*Data provided*:
▬▬▬

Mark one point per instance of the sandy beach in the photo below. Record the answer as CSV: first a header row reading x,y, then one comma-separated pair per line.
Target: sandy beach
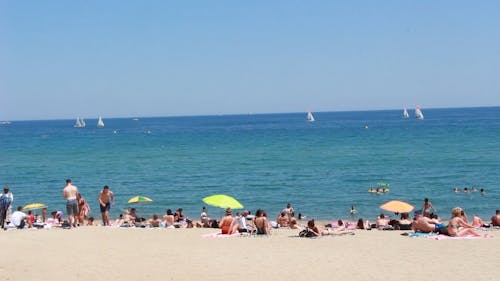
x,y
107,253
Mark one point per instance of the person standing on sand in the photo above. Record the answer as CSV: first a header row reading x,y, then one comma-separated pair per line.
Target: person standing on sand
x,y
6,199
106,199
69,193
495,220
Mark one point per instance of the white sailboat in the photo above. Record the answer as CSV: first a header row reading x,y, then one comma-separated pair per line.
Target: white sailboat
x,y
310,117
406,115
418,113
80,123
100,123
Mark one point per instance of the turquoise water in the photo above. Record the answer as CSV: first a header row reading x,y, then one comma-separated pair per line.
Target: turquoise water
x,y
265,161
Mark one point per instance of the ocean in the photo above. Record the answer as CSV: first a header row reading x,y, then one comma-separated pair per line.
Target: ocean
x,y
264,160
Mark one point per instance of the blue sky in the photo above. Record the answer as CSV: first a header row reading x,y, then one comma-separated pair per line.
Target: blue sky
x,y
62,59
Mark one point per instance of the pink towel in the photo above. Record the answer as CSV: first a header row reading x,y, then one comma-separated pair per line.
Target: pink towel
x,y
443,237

▬▬▬

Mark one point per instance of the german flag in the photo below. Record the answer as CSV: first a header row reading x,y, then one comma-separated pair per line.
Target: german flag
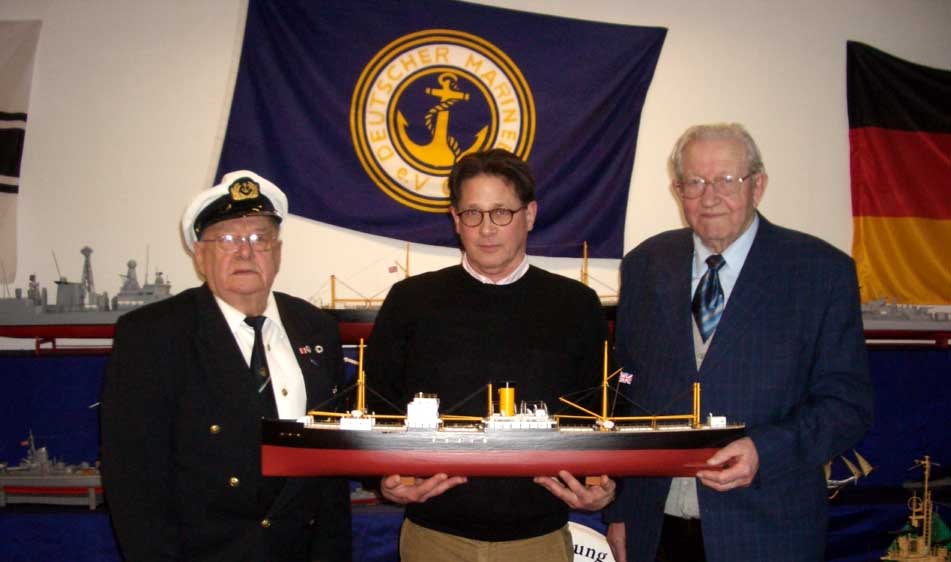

▬▬▬

Write out only the lines that run from the line containing "Mark one point per instance of the german" through the line containing "Target: german flag", both included, exactly as they appear above.

*Reply*:
Mark one point per instance of the german flag in the photo below. Record the answer as CSV: first a header row reading x,y, then one comma-separated pair per line.
Target: german flag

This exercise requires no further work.